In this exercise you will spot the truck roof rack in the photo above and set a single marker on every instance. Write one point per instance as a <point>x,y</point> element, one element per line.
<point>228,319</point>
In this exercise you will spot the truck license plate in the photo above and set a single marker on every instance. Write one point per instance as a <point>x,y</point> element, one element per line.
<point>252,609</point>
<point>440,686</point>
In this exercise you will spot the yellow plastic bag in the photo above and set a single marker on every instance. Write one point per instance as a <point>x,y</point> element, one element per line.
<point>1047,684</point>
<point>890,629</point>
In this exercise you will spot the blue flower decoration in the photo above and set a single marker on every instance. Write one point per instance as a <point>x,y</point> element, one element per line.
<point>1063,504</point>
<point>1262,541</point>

▸ Direction
Return all of the records above word for word, with each line unchanged and in the same order.

▸ Answer for the task
In this exercise you will spot the truck roof rack in the photo above and set a single marker on every instance. Write one point per instance as a <point>x,y</point> element, one element per line.
<point>228,319</point>
In this exercise you will spot the truck license plate in the photo above and set a single marker on every instance. Write one point per instance as a <point>x,y</point> element, one element per line.
<point>252,609</point>
<point>440,686</point>
In this exercise you will spot the yellow plastic bag in the photo above and set a single marker on every instance. Write one point per instance as a <point>x,y</point> element, one element per line.
<point>1047,684</point>
<point>890,629</point>
In this exercise you will spot the blue flower decoration in the photo above and set a single marker on every instance. Write one point per instance as a <point>x,y</point> element, one element per line.
<point>1063,504</point>
<point>1262,541</point>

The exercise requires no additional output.